Más adelante, una Nochevieja conseguí que mis padres me dejaran salir un rato con unos amigos; fuimos de casa en casa, comimos polvorones, bebimos moscatel, rondamos con villancicos a varias chicas y terminamos en un pajar (sin las chicas). Al amanecer, me localizaron mis padres, dormido sobre la hierva del establo, al calor de las vacas, como un Niño Jesús, ya crecidito, travieso y oliendo a moscatel.
Cuando mi padre emprendió con su taxi el servicio de transporte escolar, en 1967, las Navidades empezaban en casa con la terminación del primer trimestre escolar; ese día, siguiendo el ejemplo perdido de las castañas del cole, mi padre entregaba como aguinaldo una bolsa de caramelos a cada niño del transporte, tradición que hemos mantenido en la empresa familiar hasta la fecha, a lo largo de 58 años, junto a la comida con los conductores y empleados.
Según los hijos fueron llegando, Marisa y yo vivimos una etapa preciosa de Navidades, como dos reyes magos de verdad, ella se encargaba de que los juguetes llegaran a tiempo y luego, juntos, los colocábamos bajo el árbol. Algunos años, después de que cerráramos la sesión de la discoteca Los Rosales, los propios reyes de la cabalgata, que eran buenos clientes de la disco, nos acompañaban a casa y entraban al salón por la ventana, como en los cuentos, y nos ayudaban a colocar los juguetes. Magia pura.

# Líneas proporcionadas:
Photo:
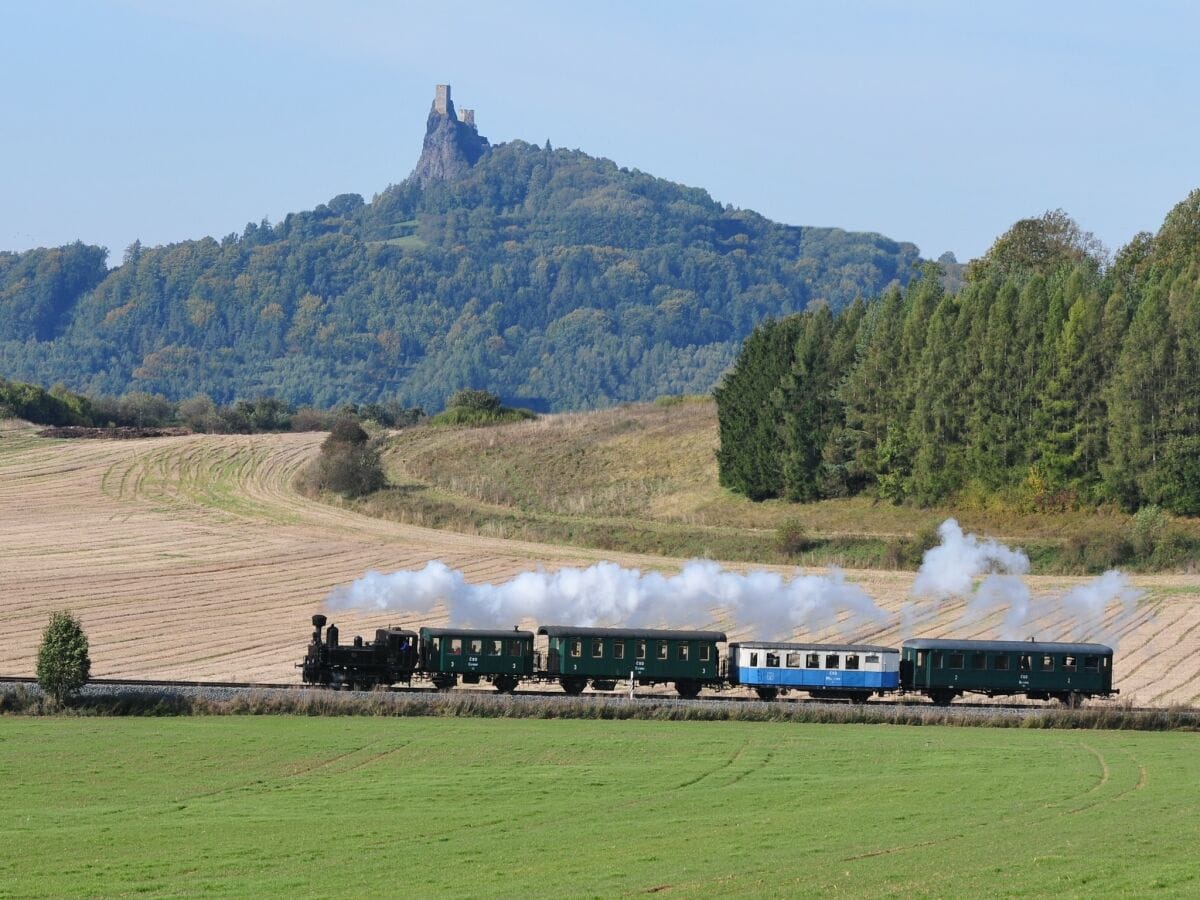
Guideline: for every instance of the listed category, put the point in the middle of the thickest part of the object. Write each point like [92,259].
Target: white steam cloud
[951,568]
[607,594]
[949,571]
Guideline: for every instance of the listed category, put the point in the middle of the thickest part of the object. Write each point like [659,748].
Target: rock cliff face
[451,142]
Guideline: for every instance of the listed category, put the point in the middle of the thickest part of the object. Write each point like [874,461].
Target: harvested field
[193,557]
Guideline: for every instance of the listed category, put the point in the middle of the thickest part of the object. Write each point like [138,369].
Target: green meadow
[285,805]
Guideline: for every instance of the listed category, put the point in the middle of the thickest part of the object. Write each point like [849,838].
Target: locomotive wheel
[573,685]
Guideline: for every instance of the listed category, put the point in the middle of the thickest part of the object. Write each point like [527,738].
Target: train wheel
[573,685]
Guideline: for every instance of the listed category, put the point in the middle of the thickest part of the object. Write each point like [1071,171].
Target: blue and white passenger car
[845,671]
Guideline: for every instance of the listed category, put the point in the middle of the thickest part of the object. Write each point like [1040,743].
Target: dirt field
[192,557]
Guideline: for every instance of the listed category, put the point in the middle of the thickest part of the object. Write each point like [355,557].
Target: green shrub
[791,538]
[1150,525]
[63,661]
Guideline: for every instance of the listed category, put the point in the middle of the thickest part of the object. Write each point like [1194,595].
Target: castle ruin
[453,143]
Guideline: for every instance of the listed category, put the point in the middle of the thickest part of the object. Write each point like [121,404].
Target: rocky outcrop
[451,142]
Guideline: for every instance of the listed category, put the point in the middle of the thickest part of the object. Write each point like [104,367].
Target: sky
[934,123]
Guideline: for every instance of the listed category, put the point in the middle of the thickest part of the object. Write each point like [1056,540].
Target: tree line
[1051,379]
[139,409]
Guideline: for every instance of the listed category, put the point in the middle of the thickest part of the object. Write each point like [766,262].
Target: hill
[551,277]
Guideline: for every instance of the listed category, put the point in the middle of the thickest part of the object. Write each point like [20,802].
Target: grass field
[276,805]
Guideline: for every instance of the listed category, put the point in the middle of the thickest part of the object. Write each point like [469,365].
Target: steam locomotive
[577,657]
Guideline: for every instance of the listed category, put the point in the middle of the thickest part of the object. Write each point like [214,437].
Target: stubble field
[193,557]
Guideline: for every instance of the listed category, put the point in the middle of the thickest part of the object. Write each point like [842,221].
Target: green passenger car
[606,655]
[947,669]
[501,658]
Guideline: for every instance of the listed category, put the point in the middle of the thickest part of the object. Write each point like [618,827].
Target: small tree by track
[63,661]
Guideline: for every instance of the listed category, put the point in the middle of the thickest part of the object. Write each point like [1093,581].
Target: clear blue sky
[937,123]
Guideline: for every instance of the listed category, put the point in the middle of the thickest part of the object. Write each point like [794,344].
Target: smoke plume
[767,604]
[983,574]
[949,571]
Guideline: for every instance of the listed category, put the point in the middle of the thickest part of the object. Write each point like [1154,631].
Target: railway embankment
[175,700]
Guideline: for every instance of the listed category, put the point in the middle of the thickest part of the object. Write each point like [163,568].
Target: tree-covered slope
[551,277]
[1049,381]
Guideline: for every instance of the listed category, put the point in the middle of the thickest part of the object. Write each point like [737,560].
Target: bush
[469,399]
[63,663]
[910,552]
[474,407]
[791,538]
[1150,525]
[349,462]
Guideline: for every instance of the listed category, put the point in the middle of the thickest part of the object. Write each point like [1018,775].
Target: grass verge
[286,805]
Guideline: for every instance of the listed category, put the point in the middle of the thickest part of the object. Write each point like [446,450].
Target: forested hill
[1049,381]
[549,276]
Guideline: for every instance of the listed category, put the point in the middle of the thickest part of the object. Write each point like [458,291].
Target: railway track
[553,695]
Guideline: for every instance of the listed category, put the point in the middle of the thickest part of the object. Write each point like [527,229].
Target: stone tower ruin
[453,143]
[442,103]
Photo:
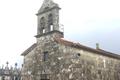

# Orden de trabajo 1:
Responda, a partir del fragmento, las siguientes preguntas:
(a) ¿En qué año emprendió el padre con su taxi el servicio de transporte escolar?
(b) ¿Qué entregaba el padre como aguinaldo a cada niño del transporte?
(c) ¿Cómo se llamaba la discoteca cuya sesión cerraban antes de que los reyes de la cabalgata los acompañaran a casa?
# Orden de trabajo 2:
Enumere todo lo que, según el fragmento, hicieron el narrador y sus amigos aquella Nochevieja en que le dejaron salir.

# Respuesta 1:
(a) Lo emprendió en 1967.
(b) Entregaba una bolsa de caramelos.
(c) Se llamaba Los Rosales.

# Respuesta 2:
- Fueron de casa en casa.
- Comieron polvorones.
- Bebieron moscatel.
- Rondaron con villancicos a varias chicas.
- Terminaron en un pajar, sin las chicas.